Compito richiesto 1: Nel testo su Gianni Rodari, il signore dice di ascoltare con l'orecchio verde "quello che dicono" alcune cose. Elencale tutte.
Compito richiesto 2: Disponi come elenco numerato il tratto delle righe che seguono il testo su Gianni Rodari, dalla prima di esse fino a quella che contiene "x=169 y=224", estremi inclusi, tralasciando le righe vuote.

++++ Testo fornito

Sul treno Capranica-Viterbo sale un signore anziano, che è tutto maturato, tranne un orecchio rimasto inspiegabilmente verde. Un passeggero bambino incuriosito domanda: “Signore, gli dissi dunque, lei ha una certa età, / di quell’orecchio verde che cosa se ne fa?” […] “È un orecchio bambino, mi serve per capire / le voci che i grandi non stanno mai a sentire: // ascolto quello che dicono gli alberi, gli uccelli, / le nuvole che passano, i sassi, i ruscelli, // capisco anche i bambini quando dicono cose / che a un orecchio maturo sembrano misteriose” (si deve a Francesco Tonucci e alla sua amicizia con lo scrittore l’inserimento nella raccolta di questa filastrocca dispersa nel mare magnum delle pubblicazioni in rivista di Gianni Rodari, che altrimenti oggi sarebbe potuta andar smarrita).
Nella presentazione di Tullio De Mauro leggiamo: “In un racconto di Rodari, un personaggio, il professor Grammaticus, a un certo punto trova un cartello con uno sbaglio di ortografia, tran al posto di tram, e si arrabbia molto. ‘Tanto valeva, dice con rabbia, scrivere trantran’. Un signore che passa lo consola così: ‘Certo. Il tram è pericoloso, ma il trantran è più pericoloso ancora. Il tram può spezzare una gamba, ma il trantran può uccidere il pensiero…’. Qui c’è il punto centrale della filosofia di Rodari. Attenzione, non facciamoci schiacciare dal trantran. Attenzione, non facciamoci schiacciare da chi ci dice: eh, le cose sono andate sempre così. No, le cose sono andate così perché qualcuno, noi o altre e altri prima di noi, ce le ha fatte andare così. E se sono state fatte andare così, potremmo anche provare a farle andare in altro modo”.
E questo accade in opere come il romanzo di Cipollino con personaggi tutti tratti dal mondo vegetale ad eccezione di alcuni animali parlanti: “L’unico intento del protagonista-eroe è quello di liberare il padre che si trova in prigione innocente, perché sotto il governo del principe Limone la genta perbene, i galantuomini, sono in carcere, e chi ammazza o ruba sta invece alla corte. Rodari conclude l’opera con pagine serene e luminose, che narrano la vittoria della libertà su ogni soprusa o violenza” (Gianni Rodari nel mondo, op. cit., p. 12).

++++++++
++++ Dati dell'esercizio

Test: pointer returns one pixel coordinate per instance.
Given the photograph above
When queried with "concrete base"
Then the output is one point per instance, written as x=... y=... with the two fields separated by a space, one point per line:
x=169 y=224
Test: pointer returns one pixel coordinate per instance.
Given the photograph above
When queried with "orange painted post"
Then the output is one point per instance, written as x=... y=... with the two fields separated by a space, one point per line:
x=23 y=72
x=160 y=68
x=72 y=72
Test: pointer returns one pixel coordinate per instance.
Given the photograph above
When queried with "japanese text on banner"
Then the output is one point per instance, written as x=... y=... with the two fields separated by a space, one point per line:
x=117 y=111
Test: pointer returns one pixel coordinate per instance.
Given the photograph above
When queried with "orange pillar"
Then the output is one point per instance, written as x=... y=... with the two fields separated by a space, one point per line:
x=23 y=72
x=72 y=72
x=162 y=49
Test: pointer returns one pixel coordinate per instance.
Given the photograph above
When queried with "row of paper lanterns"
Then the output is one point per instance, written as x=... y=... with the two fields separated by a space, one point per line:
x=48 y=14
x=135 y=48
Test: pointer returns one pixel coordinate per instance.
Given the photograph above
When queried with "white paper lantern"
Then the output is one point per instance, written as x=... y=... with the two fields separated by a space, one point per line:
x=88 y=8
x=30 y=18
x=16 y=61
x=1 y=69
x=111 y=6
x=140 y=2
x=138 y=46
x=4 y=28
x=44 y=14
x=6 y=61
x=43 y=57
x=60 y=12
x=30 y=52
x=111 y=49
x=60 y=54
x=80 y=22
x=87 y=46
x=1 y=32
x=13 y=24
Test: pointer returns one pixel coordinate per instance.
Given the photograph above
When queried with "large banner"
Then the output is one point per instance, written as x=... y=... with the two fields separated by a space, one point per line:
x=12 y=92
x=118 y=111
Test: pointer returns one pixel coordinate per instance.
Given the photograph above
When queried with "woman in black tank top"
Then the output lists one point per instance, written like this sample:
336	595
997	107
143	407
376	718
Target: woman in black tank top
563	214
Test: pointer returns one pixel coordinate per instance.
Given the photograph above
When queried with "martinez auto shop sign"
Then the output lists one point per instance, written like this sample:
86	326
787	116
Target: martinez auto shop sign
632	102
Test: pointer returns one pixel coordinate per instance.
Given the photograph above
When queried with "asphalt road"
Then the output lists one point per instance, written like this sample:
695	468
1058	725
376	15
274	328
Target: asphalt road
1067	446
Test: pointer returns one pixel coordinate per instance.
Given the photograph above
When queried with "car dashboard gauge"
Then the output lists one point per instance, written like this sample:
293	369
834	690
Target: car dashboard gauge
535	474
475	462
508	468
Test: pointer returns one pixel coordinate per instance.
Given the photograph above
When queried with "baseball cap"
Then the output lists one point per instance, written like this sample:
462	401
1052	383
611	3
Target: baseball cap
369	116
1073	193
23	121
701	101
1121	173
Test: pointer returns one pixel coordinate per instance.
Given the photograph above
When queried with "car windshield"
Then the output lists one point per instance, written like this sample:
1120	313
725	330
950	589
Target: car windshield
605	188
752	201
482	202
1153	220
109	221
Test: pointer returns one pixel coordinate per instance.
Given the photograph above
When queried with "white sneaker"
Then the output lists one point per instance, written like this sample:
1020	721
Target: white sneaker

++++++++

Risposta 1:
- gli alberi
- gli uccelli
- le nuvole che passano
- i sassi
- i ruscelli

Risposta 2:
1. Test: pointer returns one pixel coordinate per instance.
2. Given the photograph above
3. When queried with "concrete base"
4. Then the output is one point per instance, written as x=... y=... with the two fields separated by a space, one point per line:
5. x=169 y=224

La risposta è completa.